Objective A
Output as a JSON list of strings the lines of the records from the line containing "point: silver station" through the end of the records, with one string per line and blank lines omitted.

Vladimir Nabokov

NABOKV-L post 0025765, Fri, 10 Oct 2014 16:39:49 +0300

Subject
dream-bright America in Ada
Date
Body
But (even more absurdly), if, in Terrestrial spatial terms, the Amerussia of Abraham Milton was split into its components, with tangible water and ice separating the political, rather than poetical, notions of 'America' and 'Russia,' a more complicated and even more preposterous discrepancy arose in regard to time - not only because the history of each part of the amalgam did not quite match the history of each counterpart in its discrete condition, but because a gap of up to a hundred years one way or another existed between the two earths; a gap marked by a bizarre confusion of directional signs at the crossroads of passing time with not all the no-longers of one world corresponding to the not-yets of the other. (1.3)

Pointing and labeling entries:
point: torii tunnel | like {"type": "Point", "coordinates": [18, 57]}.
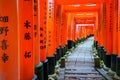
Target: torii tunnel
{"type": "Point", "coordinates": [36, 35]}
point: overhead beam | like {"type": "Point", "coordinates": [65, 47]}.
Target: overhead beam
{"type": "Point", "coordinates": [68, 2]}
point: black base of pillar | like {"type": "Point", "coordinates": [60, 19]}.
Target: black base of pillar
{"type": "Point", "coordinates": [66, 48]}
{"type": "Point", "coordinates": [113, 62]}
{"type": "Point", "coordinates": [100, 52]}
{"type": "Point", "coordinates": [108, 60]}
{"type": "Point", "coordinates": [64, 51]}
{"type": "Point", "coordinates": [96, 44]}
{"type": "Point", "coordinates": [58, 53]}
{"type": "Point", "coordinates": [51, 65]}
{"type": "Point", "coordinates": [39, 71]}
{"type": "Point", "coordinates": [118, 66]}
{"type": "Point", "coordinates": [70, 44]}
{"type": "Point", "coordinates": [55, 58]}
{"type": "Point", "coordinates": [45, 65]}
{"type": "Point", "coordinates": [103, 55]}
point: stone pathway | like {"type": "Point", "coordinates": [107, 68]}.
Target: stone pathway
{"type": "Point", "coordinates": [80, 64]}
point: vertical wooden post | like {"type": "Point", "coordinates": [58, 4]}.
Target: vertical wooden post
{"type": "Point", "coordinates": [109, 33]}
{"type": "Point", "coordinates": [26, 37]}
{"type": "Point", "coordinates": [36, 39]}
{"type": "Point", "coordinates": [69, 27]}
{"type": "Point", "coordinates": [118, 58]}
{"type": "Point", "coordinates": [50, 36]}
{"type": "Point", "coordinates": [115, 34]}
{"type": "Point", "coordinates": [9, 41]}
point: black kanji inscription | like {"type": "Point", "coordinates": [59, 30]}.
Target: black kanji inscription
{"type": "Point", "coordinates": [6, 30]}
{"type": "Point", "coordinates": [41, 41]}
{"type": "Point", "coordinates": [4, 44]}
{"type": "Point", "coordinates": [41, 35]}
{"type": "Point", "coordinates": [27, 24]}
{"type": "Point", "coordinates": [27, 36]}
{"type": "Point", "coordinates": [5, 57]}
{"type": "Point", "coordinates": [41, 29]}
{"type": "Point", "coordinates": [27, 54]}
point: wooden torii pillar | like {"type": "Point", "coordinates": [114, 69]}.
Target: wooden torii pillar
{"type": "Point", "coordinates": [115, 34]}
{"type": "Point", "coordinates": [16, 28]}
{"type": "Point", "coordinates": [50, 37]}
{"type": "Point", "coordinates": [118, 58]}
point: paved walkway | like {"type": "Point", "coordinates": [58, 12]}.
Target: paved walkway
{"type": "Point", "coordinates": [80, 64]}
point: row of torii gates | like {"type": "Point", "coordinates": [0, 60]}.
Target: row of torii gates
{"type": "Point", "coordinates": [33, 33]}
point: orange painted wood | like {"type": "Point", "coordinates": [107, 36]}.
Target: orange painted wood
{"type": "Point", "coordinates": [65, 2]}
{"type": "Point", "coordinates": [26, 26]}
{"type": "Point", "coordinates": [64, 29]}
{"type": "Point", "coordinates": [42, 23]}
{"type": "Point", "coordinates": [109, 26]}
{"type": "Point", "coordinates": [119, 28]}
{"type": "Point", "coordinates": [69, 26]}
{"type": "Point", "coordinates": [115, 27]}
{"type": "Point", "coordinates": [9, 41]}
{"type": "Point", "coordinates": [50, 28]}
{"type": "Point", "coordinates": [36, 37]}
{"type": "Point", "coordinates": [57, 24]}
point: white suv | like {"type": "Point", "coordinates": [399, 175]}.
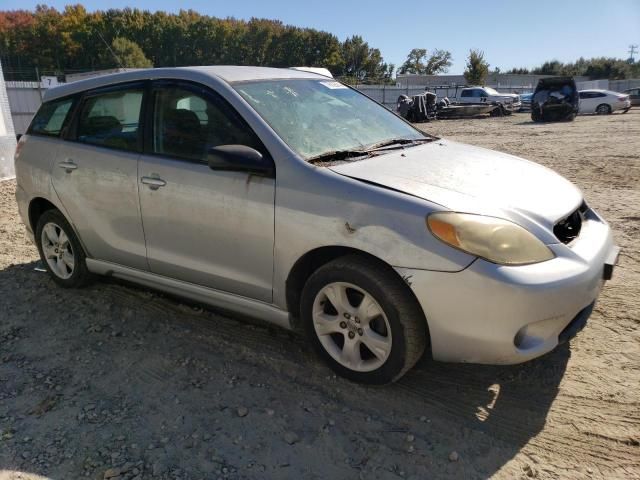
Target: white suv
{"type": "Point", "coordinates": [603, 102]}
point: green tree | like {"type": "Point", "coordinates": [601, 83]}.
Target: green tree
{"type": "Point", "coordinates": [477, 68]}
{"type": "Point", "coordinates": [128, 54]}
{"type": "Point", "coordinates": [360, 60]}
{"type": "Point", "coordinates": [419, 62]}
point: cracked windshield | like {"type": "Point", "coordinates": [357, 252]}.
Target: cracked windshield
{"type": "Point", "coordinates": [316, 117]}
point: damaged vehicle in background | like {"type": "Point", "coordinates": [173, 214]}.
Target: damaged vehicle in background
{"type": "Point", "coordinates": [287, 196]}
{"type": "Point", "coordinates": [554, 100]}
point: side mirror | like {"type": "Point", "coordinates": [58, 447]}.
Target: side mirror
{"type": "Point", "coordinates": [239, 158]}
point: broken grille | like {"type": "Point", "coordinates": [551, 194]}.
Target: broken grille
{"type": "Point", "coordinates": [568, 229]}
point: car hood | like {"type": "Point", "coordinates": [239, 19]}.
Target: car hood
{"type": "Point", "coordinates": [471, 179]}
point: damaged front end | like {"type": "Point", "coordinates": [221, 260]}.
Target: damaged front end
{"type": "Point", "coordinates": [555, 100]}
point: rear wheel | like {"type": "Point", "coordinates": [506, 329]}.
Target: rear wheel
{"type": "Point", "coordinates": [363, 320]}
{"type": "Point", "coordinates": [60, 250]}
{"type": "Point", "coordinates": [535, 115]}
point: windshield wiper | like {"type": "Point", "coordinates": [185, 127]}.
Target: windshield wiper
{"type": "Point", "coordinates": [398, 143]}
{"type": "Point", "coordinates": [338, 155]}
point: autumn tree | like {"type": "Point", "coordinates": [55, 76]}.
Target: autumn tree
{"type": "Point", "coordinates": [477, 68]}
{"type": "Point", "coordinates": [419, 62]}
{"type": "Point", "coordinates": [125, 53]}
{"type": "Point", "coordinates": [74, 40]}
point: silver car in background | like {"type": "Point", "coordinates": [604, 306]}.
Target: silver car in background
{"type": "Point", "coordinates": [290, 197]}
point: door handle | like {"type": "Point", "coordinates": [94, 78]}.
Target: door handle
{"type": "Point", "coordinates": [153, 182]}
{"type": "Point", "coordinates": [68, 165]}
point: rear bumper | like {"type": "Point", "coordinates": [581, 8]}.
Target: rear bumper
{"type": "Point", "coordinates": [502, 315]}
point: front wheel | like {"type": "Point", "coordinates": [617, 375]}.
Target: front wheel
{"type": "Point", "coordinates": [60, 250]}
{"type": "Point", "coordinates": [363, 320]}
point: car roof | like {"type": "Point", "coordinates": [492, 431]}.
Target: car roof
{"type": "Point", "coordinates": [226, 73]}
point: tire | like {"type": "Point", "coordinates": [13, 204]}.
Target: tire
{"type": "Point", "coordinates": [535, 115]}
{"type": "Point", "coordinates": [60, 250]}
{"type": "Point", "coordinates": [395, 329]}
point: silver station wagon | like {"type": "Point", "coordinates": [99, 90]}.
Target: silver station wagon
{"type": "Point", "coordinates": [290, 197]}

Objective B
In the post about Ada, how large a gap is said to exist between the two earths?

Correct output A
[
  "point: silver station wagon | like {\"type\": \"Point\", \"coordinates\": [99, 90]}.",
  "Target: silver station wagon",
  "{\"type\": \"Point\", \"coordinates\": [290, 197]}"
]

Correct output B
A gap of up to a hundred years one way or another.